Notwithstanding variations in the literature (Dillon, 2004; King & Tenopir, 1999; Tenopir, 2003; Tenopir et al., 2009a, 2009b; Wilson, 1994), “keeping up”, “reference” and “learning” are most frequently identified as purposes for using scholarly journal articles for academic work, and thus are taken as three major information tasks. To incorporate information use, the three information tasks “keeping up”, “reference” and “learning” need to be mapped onto an information use model.

Taylor's eight classes of information use (1991) provide a general framework to characterize ways in which people use information: projective, motivational, personal or political, factual, confirmational, enlightenment, problem understanding, instrumental. Thus we further classified each of the eight classes as “keeping up”, “reference” or “learning”, with those that share a category providing a variant focus: projective, motivational, and personal or political are categorized in “keeping up”; factual and confirmational in “reference”; enlightenment, problem understanding, and instrumental in “learning”. Taylor's motivational and personal or political classes arose for personal reasons and thus were not considered here. The other six classes which addressed work-related information use were further adapted to suit the specific context of scholarly journal article use.

Identify functional units

Since not all models of functional units distinguish between macro (moves) and micro (steps) functions, for the sake of a parallel comparison, we took the smallest units of each move structure as the basis for the identification of functional units.

The functional unit taxonomy for psychology journal articles was developed in the following three steps:

  • (a)We examined existing move structures of Introduction, Results, and Discussion components from well-acknowledged models, such as Swales' model (1990) on Introduction, Brett's model (1994) on Results, Hopkins and Dudley-Evans' model (1988) on Discussion. These models served as prototypes, and were complemented with move analyses in other works. Because the Methods component is highly discipline-specialized, we identified a set of functional units within Methods directly from a corpus of psychology articles.
  • (b)We refined the functional units from existing move structures based on their descriptions and examples. To ensure that the taxonomy was mutually exclusive and to have a manageable number of functional units for implementation in an information system, the existing move structures were reduced and refined as follows: duplicate or very similar units were merged; units which seemed supplementary were integrated with more dominant ones; those inapplicable were discarded.

Problems to work on:
**A)** From the passage on scholarly journal article use, reproduce the stretch from "Taylor's eight classes" through "journal article use." word for word.
**B)** List every one of Taylor's classes of information use named in the passage on scholarly journal article use.
**C)** Carry on the passage on scholarly journal article use from its final sentence onward.

Data:

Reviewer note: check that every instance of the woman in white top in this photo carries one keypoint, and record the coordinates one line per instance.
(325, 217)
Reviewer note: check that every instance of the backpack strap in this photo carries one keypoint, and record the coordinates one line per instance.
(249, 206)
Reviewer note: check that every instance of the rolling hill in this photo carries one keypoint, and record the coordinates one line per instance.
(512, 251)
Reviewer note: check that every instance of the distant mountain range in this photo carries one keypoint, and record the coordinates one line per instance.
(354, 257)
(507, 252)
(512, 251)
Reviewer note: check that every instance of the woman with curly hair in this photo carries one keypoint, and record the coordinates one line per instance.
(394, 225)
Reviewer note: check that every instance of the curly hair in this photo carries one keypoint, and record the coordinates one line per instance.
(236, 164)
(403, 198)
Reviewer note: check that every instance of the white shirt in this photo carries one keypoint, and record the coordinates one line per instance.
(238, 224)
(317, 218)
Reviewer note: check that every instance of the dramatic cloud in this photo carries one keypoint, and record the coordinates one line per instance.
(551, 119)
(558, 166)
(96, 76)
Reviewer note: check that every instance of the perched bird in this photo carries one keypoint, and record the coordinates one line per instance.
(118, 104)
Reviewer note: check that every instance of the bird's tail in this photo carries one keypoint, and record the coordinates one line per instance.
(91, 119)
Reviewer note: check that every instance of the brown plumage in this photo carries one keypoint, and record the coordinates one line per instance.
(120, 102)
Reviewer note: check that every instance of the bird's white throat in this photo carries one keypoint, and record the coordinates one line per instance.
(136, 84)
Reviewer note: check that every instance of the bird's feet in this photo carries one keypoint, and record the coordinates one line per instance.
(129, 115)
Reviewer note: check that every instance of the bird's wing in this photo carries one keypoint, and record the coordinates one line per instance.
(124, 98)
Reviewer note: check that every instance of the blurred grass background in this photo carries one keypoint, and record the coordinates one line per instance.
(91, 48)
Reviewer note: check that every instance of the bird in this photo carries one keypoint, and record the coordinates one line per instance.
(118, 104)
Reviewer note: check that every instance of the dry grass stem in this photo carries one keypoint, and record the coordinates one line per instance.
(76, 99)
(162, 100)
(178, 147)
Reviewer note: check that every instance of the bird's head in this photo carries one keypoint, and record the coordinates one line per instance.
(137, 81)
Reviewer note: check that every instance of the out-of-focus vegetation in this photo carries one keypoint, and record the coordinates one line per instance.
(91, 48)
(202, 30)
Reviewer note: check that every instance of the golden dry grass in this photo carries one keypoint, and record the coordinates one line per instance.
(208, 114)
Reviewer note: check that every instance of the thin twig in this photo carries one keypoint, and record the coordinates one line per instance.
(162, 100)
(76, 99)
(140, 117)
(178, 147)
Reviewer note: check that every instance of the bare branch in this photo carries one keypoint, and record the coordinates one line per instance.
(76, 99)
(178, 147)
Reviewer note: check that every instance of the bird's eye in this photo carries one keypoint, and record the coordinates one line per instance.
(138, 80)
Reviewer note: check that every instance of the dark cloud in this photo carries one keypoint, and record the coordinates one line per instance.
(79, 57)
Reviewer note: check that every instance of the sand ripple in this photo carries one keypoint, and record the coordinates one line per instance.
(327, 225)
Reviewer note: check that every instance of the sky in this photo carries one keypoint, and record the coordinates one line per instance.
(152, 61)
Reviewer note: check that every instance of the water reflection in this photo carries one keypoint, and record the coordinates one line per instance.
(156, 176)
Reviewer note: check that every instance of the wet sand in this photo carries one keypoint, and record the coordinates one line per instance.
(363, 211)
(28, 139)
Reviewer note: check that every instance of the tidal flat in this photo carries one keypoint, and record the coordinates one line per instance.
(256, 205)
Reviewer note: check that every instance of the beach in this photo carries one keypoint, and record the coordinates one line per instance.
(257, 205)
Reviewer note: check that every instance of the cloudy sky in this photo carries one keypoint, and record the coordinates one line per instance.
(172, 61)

In response:
**A)**
Taylor's eight classes of information use (1991) provide a general framework to characterize ways in which people use information: projective, motivational, personal or political, factual, confirmational, enlightenment, problem understanding, instrumental. Thus we further classified each of the eight classes as “keeping up”, “reference” or “learning”, with those that share a category providing a variant focus: projective, motivational, and personal or political are categorized in “keeping up”; factual and confirmational in “reference”; enlightenment, problem understanding, and instrumental in “learning”. Taylor's motivational and personal or political classes arose for personal reasons and thus were not considered here. The other six classes which addressed work-related information use were further adapted to suit the specific context of scholarly journal article use.

**B)** projective, motivational, personal or political, factual, confirmational, enlightenment, problem understanding, instrumental

**C)**
  • (c)We applied the framework of functional units developed in steps 1 and 2 to Introduction, Results, and Discussion components in twelve sample articles in order to assess its applicability to the psychology domain. From a graduate psychology course reading list, we selected twelve articles according to the following criteria: original research articles (excluding review articles and theory articles) in scholarly journals (excluding proceeding papers and book chapters) in reverse chronological order of publication year. In the subsequent validation study, the functional units except those related to the Methods component were from the literature, and there was an opportunity for users to suggest additional items. Therefore, twelve articles were used to represent the psychology research article genre. For the IRD components, the functional units identified above were used as a code book for coding the sample articles. For the Methods component, functional units were directly identified from the corpus. A single paragraph was taken as a coding unit and assigned at least one and at most three distinct functional unit values, providing that these functions were equally important for the paragraph. To determine inter-coder reliability, two coders separately coded six of the twelve articles.

Results

Identify information use tasks

Six tasks requiring use of information in journal articles were identified. The six tasks and their descriptions are as follows:

  • Keeping up

    To keep current with articles in the user's area of research

  • Refer to facts

    To consult specific factual information, e.g., data, phenomena

  • Refer to arguments

    To consult arguments, ideas or suggestions supporting a point made by the user

  • Learn about background

    To get to know a new area on which the user is embarking

  • Learn about particular

    To understand a particular problem with its details and associated interpretation, judgment, etc.

  • Learn how to

  • To learn how to do something, e.g., operation, procedure

Identify functional units

In total, 52 functional units were identified, with 13 functional units in the Introduction component, 10 in the Methods component, 14 in the Results component, and 15 in the Discussion component. The functional units for IRD components were from the literature, and those for the Methods component were from the sample articles. Following the coding of functional units within the twelve articles, we counted the frequency of occurrence within each component. We found 10 of the 13 functional unit values in Introduction were in use, 9 of 14 functional unit values in Results were in use, and 14 of 15 functional unit values in Discussion were in use. In a few articles, some functional unit values were not found in the components where they might have been expected, but they did appear in other components. In all, the initial functional unit framework developed above was able to cover almost all functional units in psychology journal articles. Inter-coder reliability was measured by Cohen's kappa value and percentage agreement. Kappa values ranging from .865 to .958, and percentage rates from 88.31% to 96.64%, showed a high level of agreement in identifying these functional units across IMRD components.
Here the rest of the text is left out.